--- Instrucción dada 1 ---
Traduce al inglés esta oración del texto sobre la reforma de la Iglesia: "Es necesario acometer reformas en profundidad que hagan de la Iglesia una comunidad de iguales centrada en aquello que es su esencia: el seguimiento de Jesús y el anuncio y construcción de una tierra nueva."

Sin embargo, la Iglesia a lo largo de la historia no siempre ha demostrado esa capacidad para adaptarse a los cambios sociales e incorporar a su tradición aquellos elementos de avance en ámbitos como la igualdad entre mujeres y hombres, la asunción de principios de participación y gestión democrática, la acogida de la pluralidad y diversidad en materia cultural o de orientación e identidad sexual, etc.
Es necesario acometer reformas en profundidad que hagan de la Iglesia una comunidad de iguales centrada en aquello que es su esencia: el seguimiento de Jesús y el anuncio y construcción de una tierra nueva. En tiempos de pérdida de relevancia, de desvinculación social y de dificultades para sostenerse con cada vez menos personas, es una tarea urgente redescubrir lo esencial y reformar aquellas estructuras e instrumentos que destilan incoherencia evangélica.
Es difícil que el mensajes y testimonio cristianos calen en una sociedad que mira con recelo y con mucha distancia los pronunciamientos y el funcionamiento de una institución alejada de sus principales problemas o que se empeña en no asumir los avances y reivindicaciones básicas que, aun con dificultades, se van haciendo costumbre en la vida social y política. Además, esa incoherencia eclesial dificulta enormemente el trabajo de personas y organizaciones que, orientadas desde su fe, trabajan inmersas en las dinámicas y mediaciones sociales en las que se lucha por la ampliación de derechos en ámbitos como los señalados.
Por todo ello, hemos de considerar el camino de la sinodalidad recientemente abierto como una oportunidad para acometer aquellas reformas que, con libertad y de forma fraterna, debamos acometer para -entre otras cosas- responder a la vocación de ser semilla imbricada, inculturada y actualizada en medio de la sociedad.
4. Cooperar entre diferentes, dentro y fuera de la Iglesia
Por fortuna en la Iglesia, también en aquella parte de ella que comparte aspiraciones renovadoras y orienta su misión a espacios y herramientas de transformación social, existe una amplia diversidad de identidades y de tipo de organizaciones: comunidades laicales, movimientos apostólicos, institutos religiosos, entidades de acción social… Un amplio abanico de formas de ser Iglesia y de estar en la sociedad que sin duda es fuente de riqueza vocacional.
Pero en estos tiempos de decrecimiento eclesial, cabe preguntarse si, aun respetando y acogiendo la pluralidad de identidades, no debiéramos ser capaces de generar nuevos espacios de colaboración y trabajo en común. Es cierto que debiéramos hacerlo aun en tiempos de bonanza, pero en estos que nos toca vivir resulta casi una obligación para posibilitar que la presencia y misión cristianas pueda tener un mayor eco y relevancia.
Es cierto que, en algunas estructuras diocesanas, en algunos barrios y pueblos y entre algunas congregaciones religiosas -particularmente femeninas- comienzan a crearse espacios de cooperación en la misión e incluso de creación de nuevas expresiones comunitarias. Sin embargo, resultan todavía experiencias incipientes que, en todo caso, debiéramos analizar y extraer aprendizajes para potenciar el surgimiento de nuevas. Uno de esos aprendizajes es que cuando participamos de esos espacios comunes encontramos una mayor sintonía que la esperada inicialmente y que, de las diferentes formas de compartir la vida, celebrar la fe y desarrollar la misión tenemos mucho que aprender, puesto que encierran un potencial enriquecedor y renovador para nuestras propias identidades.

--- Registros por procesar ---
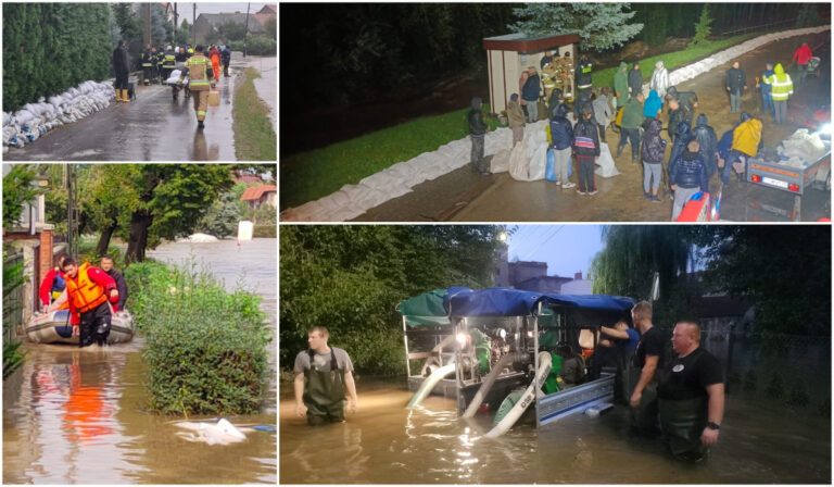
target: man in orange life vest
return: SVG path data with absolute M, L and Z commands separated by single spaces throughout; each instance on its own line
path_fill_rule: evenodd
M 79 347 L 92 342 L 104 345 L 110 335 L 111 304 L 113 311 L 118 311 L 118 290 L 116 282 L 104 271 L 85 262 L 81 266 L 72 259 L 64 260 L 64 277 L 66 278 L 66 295 L 70 302 L 70 315 L 73 327 L 79 326 Z

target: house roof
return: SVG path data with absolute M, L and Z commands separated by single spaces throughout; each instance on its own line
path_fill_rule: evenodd
M 264 26 L 262 24 L 262 21 L 258 20 L 255 14 L 250 13 L 249 14 L 249 30 L 250 32 L 257 32 L 263 30 Z M 245 24 L 247 23 L 247 13 L 245 12 L 230 12 L 230 13 L 201 13 L 197 20 L 199 21 L 200 17 L 202 17 L 204 21 L 206 21 L 212 26 L 216 27 L 218 25 L 223 25 L 227 22 L 235 22 L 238 24 Z
M 252 186 L 251 188 L 247 188 L 247 190 L 243 191 L 243 195 L 240 196 L 240 200 L 256 201 L 267 192 L 278 192 L 278 188 L 275 185 Z
M 485 37 L 483 49 L 492 51 L 539 52 L 545 49 L 577 43 L 582 40 L 577 33 L 561 35 L 545 34 L 530 36 L 527 34 L 507 34 L 504 36 Z

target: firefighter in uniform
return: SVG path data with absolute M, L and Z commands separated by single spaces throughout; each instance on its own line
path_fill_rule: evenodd
M 186 61 L 182 73 L 179 75 L 177 85 L 182 84 L 182 78 L 188 76 L 188 88 L 194 97 L 194 111 L 197 112 L 197 127 L 202 129 L 205 125 L 205 111 L 208 108 L 208 90 L 214 88 L 215 73 L 212 68 L 212 62 L 203 55 L 203 47 L 198 46 L 194 49 L 194 55 Z
M 156 77 L 159 78 L 160 85 L 162 85 L 165 82 L 165 78 L 162 77 L 164 73 L 163 65 L 165 64 L 165 48 L 160 46 L 160 50 L 156 51 Z
M 163 57 L 162 62 L 162 83 L 164 84 L 166 79 L 170 76 L 170 72 L 174 71 L 174 68 L 177 67 L 177 54 L 174 52 L 174 49 L 168 46 L 165 49 L 165 54 Z
M 118 302 L 116 282 L 89 262 L 79 267 L 72 258 L 64 260 L 64 276 L 73 328 L 80 325 L 78 346 L 87 347 L 93 342 L 104 345 L 110 335 L 112 319 L 112 305 L 108 300 Z M 117 308 L 117 304 L 113 304 L 113 308 Z
M 577 73 L 577 89 L 589 89 L 593 85 L 591 73 L 594 71 L 594 62 L 582 55 L 579 60 L 579 72 Z
M 151 45 L 144 47 L 142 51 L 142 84 L 148 86 L 151 84 L 153 77 L 153 55 L 151 52 Z

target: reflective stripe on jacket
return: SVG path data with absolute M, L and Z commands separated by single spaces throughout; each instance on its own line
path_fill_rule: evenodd
M 66 279 L 66 292 L 79 313 L 93 310 L 108 300 L 104 287 L 90 279 L 89 270 L 90 263 L 85 262 L 78 267 L 75 279 Z

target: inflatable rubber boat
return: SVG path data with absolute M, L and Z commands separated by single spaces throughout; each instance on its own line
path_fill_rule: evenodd
M 115 313 L 111 320 L 108 344 L 124 344 L 134 338 L 136 324 L 127 311 Z M 49 313 L 35 313 L 26 325 L 26 336 L 36 344 L 74 344 L 78 336 L 73 335 L 70 324 L 70 310 L 56 310 Z

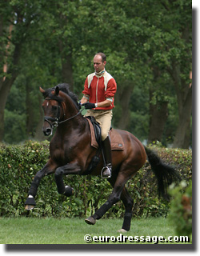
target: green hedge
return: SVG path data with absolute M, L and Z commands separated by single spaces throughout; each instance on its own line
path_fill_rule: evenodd
M 167 163 L 179 170 L 189 183 L 192 177 L 192 152 L 187 150 L 151 146 Z M 24 202 L 37 171 L 49 158 L 49 142 L 28 141 L 22 145 L 0 145 L 0 216 L 26 214 Z M 107 199 L 112 188 L 100 177 L 69 175 L 66 185 L 74 190 L 74 195 L 66 198 L 58 194 L 54 175 L 43 178 L 36 196 L 37 206 L 32 216 L 85 217 L 90 215 Z M 146 162 L 142 169 L 127 182 L 126 187 L 134 200 L 134 217 L 166 216 L 170 203 L 157 197 L 156 179 Z M 122 217 L 121 202 L 114 206 L 106 217 Z

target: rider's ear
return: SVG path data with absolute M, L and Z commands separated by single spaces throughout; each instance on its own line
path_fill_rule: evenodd
M 45 92 L 44 89 L 42 89 L 42 87 L 39 87 L 39 90 L 42 94 L 43 94 Z
M 56 96 L 58 95 L 59 91 L 60 91 L 59 87 L 58 87 L 58 86 L 56 86 L 56 88 L 55 88 L 55 95 L 56 95 Z

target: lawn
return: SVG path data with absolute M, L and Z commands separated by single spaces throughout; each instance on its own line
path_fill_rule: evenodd
M 85 223 L 83 218 L 1 218 L 1 244 L 87 244 L 84 236 L 120 236 L 122 219 L 101 219 L 94 226 Z M 164 218 L 133 219 L 131 230 L 123 236 L 175 236 L 169 221 Z M 122 234 L 121 234 L 122 237 Z M 107 244 L 108 242 L 106 242 Z M 120 243 L 109 240 L 110 244 Z M 131 243 L 126 241 L 126 243 Z M 135 242 L 134 243 L 136 243 Z M 154 244 L 155 242 L 139 243 Z M 171 242 L 165 242 L 170 244 Z M 188 244 L 188 242 L 186 242 Z M 93 242 L 92 244 L 103 244 Z M 105 244 L 105 243 L 104 243 Z M 162 242 L 163 244 L 163 242 Z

--- Instrucción dada 2 ---
Por favor, reescribe completo el tramo de los registros que va desde la línea que contiene "target: house roof" hasta la línea que contiene "M 264 26 L 262", ambas incluidas, y desplaza en 36 cada coordenada de los trazados de respuesta. Devuelve solo ese tramo.

--- Respuesta del ejercicio 1 ---
It is necessary to undertake in-depth reforms that make the Church a community of equals centered on what is its essence: following Jesus and announcing and building a new earth.

--- Respuesta del ejercicio 2 ---
target: house roof
return: SVG path data with absolute M, L and Z commands separated by single spaces throughout; each instance on its own line
path_fill_rule: evenodd
M 300 62 L 298 60 L 298 57 L 294 56 L 291 50 L 286 49 L 285 50 L 285 66 L 286 68 L 293 68 L 299 66 Z M 281 60 L 283 59 L 283 49 L 281 48 L 266 48 L 266 49 L 237 49 L 233 56 L 235 57 L 236 53 L 238 53 L 240 57 L 242 57 L 248 62 L 252 63 L 254 61 L 259 61 L 263 58 L 271 58 L 274 60 Z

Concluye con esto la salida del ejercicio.